Given entries:
########################################

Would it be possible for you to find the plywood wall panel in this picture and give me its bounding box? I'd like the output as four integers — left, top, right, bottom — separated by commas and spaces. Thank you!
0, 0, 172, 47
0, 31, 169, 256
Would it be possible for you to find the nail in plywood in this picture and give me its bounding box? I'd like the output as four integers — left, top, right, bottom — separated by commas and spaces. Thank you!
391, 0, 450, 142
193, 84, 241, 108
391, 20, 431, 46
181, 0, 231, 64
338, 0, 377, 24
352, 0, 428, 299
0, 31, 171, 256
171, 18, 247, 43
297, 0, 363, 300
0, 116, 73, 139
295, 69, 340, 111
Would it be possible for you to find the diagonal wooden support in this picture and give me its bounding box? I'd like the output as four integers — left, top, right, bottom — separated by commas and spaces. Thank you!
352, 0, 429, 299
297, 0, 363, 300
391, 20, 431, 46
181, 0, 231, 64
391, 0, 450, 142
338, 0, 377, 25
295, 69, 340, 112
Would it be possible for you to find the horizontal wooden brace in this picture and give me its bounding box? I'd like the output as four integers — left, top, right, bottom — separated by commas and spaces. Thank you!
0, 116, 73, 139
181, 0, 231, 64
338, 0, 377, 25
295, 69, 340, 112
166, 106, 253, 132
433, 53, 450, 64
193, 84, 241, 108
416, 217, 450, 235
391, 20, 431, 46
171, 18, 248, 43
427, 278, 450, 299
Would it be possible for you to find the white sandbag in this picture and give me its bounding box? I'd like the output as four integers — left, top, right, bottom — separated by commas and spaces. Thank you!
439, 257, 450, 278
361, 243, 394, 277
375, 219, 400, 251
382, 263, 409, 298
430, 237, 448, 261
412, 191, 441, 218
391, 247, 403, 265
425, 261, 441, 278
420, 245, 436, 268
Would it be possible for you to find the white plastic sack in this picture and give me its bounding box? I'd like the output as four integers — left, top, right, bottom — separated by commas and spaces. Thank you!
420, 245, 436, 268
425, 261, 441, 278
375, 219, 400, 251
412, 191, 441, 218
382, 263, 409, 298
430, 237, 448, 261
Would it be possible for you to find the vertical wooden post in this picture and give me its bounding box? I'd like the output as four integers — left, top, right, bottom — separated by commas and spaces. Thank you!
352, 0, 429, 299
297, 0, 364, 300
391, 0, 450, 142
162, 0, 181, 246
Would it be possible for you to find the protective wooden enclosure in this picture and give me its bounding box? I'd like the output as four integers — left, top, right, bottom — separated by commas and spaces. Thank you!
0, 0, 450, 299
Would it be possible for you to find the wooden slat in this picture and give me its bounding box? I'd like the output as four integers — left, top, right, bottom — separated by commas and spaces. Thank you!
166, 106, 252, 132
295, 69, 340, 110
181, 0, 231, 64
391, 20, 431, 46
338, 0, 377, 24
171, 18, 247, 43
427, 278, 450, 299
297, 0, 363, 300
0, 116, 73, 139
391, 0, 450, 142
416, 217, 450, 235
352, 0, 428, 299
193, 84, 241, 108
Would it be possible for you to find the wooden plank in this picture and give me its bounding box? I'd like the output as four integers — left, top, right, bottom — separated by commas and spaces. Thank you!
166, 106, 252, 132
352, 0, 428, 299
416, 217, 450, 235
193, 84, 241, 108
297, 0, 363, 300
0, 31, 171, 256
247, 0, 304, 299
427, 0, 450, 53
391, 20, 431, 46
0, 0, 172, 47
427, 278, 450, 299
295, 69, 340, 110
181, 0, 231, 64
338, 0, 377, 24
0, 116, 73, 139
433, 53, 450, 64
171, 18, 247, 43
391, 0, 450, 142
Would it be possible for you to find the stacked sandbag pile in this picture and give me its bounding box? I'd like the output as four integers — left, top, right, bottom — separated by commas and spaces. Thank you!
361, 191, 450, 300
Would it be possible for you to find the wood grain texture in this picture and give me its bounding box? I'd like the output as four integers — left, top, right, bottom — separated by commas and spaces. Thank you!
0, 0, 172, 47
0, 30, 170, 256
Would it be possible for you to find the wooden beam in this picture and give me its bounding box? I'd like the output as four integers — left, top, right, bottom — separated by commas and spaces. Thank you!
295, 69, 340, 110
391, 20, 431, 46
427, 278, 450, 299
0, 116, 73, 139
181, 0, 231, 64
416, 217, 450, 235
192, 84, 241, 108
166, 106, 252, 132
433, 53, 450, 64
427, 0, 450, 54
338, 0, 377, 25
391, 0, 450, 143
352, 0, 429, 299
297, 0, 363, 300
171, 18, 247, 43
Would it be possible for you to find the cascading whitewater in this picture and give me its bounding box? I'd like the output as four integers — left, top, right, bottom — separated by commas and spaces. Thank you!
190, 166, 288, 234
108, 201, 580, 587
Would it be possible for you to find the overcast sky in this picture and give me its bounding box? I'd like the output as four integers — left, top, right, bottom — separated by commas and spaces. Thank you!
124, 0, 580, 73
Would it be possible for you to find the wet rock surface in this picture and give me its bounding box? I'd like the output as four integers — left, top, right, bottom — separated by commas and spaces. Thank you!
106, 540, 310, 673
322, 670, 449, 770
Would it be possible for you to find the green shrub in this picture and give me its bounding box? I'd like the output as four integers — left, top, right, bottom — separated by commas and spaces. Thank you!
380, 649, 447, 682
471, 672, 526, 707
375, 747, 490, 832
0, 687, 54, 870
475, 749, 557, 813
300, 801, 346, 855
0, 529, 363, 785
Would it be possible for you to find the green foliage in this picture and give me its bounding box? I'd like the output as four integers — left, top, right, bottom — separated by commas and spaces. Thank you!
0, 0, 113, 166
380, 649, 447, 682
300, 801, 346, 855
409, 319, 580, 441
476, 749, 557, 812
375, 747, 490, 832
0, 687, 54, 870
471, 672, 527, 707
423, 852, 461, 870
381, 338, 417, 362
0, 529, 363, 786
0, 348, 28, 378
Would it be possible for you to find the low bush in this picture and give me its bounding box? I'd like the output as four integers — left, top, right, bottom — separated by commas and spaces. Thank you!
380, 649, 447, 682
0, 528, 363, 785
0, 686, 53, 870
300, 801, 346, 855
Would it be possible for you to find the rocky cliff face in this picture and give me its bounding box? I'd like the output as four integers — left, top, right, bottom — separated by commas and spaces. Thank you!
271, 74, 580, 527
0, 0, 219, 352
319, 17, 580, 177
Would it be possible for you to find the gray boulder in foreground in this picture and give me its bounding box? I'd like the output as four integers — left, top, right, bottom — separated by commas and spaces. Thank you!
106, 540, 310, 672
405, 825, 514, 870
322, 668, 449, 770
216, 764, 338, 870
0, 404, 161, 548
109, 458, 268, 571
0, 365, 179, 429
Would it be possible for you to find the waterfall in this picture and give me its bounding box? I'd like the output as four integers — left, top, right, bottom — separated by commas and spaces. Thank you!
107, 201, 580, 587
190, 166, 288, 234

########################################

Exercise directions: Reproduce all of the rows above verbatim, from the first to the last, without changing anything.

Written answer:
Would it be possible for you to find the plywood wall panel in this picture and give me its bounding box? I'd like the output as four integers — left, top, right, bottom — separated by commas and spaces. Thank you!
0, 0, 172, 47
0, 31, 169, 256
Would it be possible for you to find the nail in plywood in this picture and give me its bounding box? I'd like the output as four integers — left, top, right, bottom — separated by commas and spaces. Thank you!
391, 0, 450, 142
193, 84, 241, 108
391, 20, 431, 46
181, 0, 231, 64
338, 0, 377, 24
352, 0, 428, 299
0, 31, 171, 256
171, 18, 247, 43
297, 0, 363, 300
0, 116, 73, 139
295, 69, 340, 111
Would it be possible for you to find the diagonal wooden support in this picture and give me its bounding box? I'd like the output as four integers — left, top, right, bottom — separated by commas and spaces. Thank you!
352, 0, 429, 299
297, 0, 363, 300
391, 20, 431, 46
181, 0, 231, 64
391, 0, 450, 142
338, 0, 377, 25
295, 69, 340, 112
Would it be possible for you to find the horizontal wooden brace in this picture and give me its bounding box? I'd like the output as four integers — left, top, right, bottom — separated by commas and spaces. Thank you!
0, 116, 73, 139
181, 0, 231, 64
338, 0, 377, 25
295, 69, 340, 112
166, 106, 253, 132
433, 53, 450, 64
193, 84, 241, 108
416, 217, 450, 235
391, 20, 431, 46
171, 18, 248, 43
427, 278, 450, 299
Would it be possible for you to find the white sandbag in this picture and give me its bounding box? I'd like the output as four integers — left, top, right, bottom — separated by commas and spaces. Thank you!
439, 257, 450, 278
361, 243, 394, 277
375, 219, 400, 251
382, 263, 409, 298
430, 237, 448, 261
412, 191, 441, 218
391, 247, 403, 265
425, 261, 441, 278
420, 245, 436, 268
Would it be possible for you to find the white plastic sack in this picture and give me its bounding box? I'd like the output as four integers — left, top, right, bottom — separated by commas and spaces. Thank you!
420, 245, 436, 268
425, 261, 441, 278
375, 219, 400, 251
412, 191, 441, 218
382, 263, 409, 298
430, 237, 448, 261
Would it be possible for you to find the vertical wooden post in this picture and give me its bounding box? I'd like the output as four integers — left, top, right, bottom — separated by commas and spaces. Thank you!
352, 0, 429, 299
297, 0, 364, 300
391, 0, 450, 142
162, 0, 181, 246
Would it be possible for you to find the protective wooden enclosure in this picture and give me its bounding box? I'd like the output as four integers — left, top, right, bottom — separated by commas and spaces. Thank you!
0, 0, 450, 299
Would it be possible for you to find the wooden slat in this picture and give me its bounding box? I'd like the output as four integers — left, top, right, bottom — separated by commas and spaces. Thank you!
166, 106, 252, 132
295, 69, 340, 110
181, 0, 231, 64
391, 20, 431, 46
338, 0, 377, 24
171, 18, 247, 43
427, 278, 450, 299
297, 0, 363, 300
0, 116, 73, 139
391, 0, 450, 142
416, 217, 450, 235
352, 0, 428, 299
193, 84, 241, 108
Would it be possible for you to find the wooden plank in this picture and give me its bounding box? I'd like the output as four integers — left, top, right, bottom — separated by commas and spaces. Thank you!
166, 106, 252, 132
352, 0, 428, 299
416, 217, 450, 235
193, 84, 241, 108
297, 0, 363, 300
0, 31, 171, 256
247, 0, 304, 299
427, 0, 450, 53
391, 20, 431, 46
0, 0, 172, 47
427, 278, 450, 299
295, 69, 340, 110
181, 0, 231, 64
338, 0, 377, 24
0, 116, 73, 139
433, 53, 450, 64
171, 18, 247, 43
391, 0, 450, 142
Would it be possible for you to find the stacked sandbag pile in this picture and give me its bounding box? I'd like the output as four integers — left, top, right, bottom — separated by commas and spaces. Thank you!
361, 191, 450, 300
Would it be possible for you to find the wood grain texture in this picture and give me its bounding box? I'd like the output as four integers — left, top, right, bottom — separated by commas and spaces. Thank you!
0, 0, 172, 47
0, 30, 170, 256
Would it be possible for you to find the wooden beam in this picture and give me its bounding box? I'd like the output as four integers — left, top, right, bottom — separated by commas and spaces. Thank you!
295, 69, 340, 110
391, 20, 431, 46
427, 278, 450, 299
0, 116, 73, 139
181, 0, 231, 64
416, 217, 450, 235
192, 84, 241, 108
166, 106, 252, 132
433, 53, 450, 64
427, 0, 450, 54
338, 0, 377, 25
391, 0, 450, 143
352, 0, 429, 299
297, 0, 363, 300
171, 18, 247, 43
Would it be possible for you to find the cascading whitewater in this picture and give me its bounding box? I'd like the output as four integers — left, top, right, bottom — separated by commas and spaces. Thank you!
190, 166, 288, 234
108, 201, 580, 587
Would it be possible for you to find the overcast sky in this picture and give me its bounding box? I'd like the output as four integers — left, top, right, bottom — separated by commas and spaces. Thank you!
124, 0, 580, 73
Would it be possible for you to find the wet rock surface in this picture and give me its bounding box? I'd like the output as four integers — left, top, right, bottom — separated by commas and spaces. Thank you!
106, 540, 310, 673
322, 670, 449, 770
Would it be possible for you to find the green shrub in this picture and give me its bounding box? I'd like the output as four integers — left, top, right, bottom — separated by commas and spaces. Thank you!
380, 649, 447, 682
471, 672, 526, 707
375, 747, 490, 832
0, 687, 54, 870
475, 749, 557, 813
300, 801, 346, 855
0, 529, 363, 785
Would it be possible for you to find the green foliage in this picture and give me its bounding box? I'd like the output as four integers — left, top, right, bottom — separated by commas and spaces. Thank you!
0, 0, 113, 166
380, 649, 447, 682
300, 801, 346, 855
409, 319, 580, 441
476, 749, 557, 812
375, 747, 490, 832
0, 687, 54, 870
471, 672, 527, 707
423, 852, 461, 870
381, 338, 417, 362
0, 529, 363, 786
0, 348, 28, 378
Would it be possible for you to find the low bush in this picture and give me its bounding box? I'd like the output as four integers — left, top, right, bottom — separated by commas and spaces. Thank you!
380, 649, 447, 682
0, 528, 363, 785
0, 686, 53, 870
300, 801, 346, 855
Would it be possible for you to find the rocky cliff face in this picture and give me its bounding box? I'd like the output as four integers — left, top, right, bottom — separated by commas and spaces. Thank you!
271, 74, 580, 527
0, 0, 219, 352
319, 17, 580, 177
Would it be possible for you to find the gray boulder in foreground in this picture and give me its bounding box? I'd like the output as four integers — left, top, right, bottom — separated by commas and spaces. Thank you!
106, 540, 310, 672
405, 825, 514, 870
322, 668, 449, 770
216, 764, 338, 870
0, 404, 161, 548
109, 458, 268, 571
0, 365, 179, 429
Would it be possible for you to find the waterfall in this picture and give me its bounding box? I'd like the output as four integers — left, top, right, bottom — separated by commas and spaces. Thank you!
107, 201, 580, 587
190, 166, 288, 234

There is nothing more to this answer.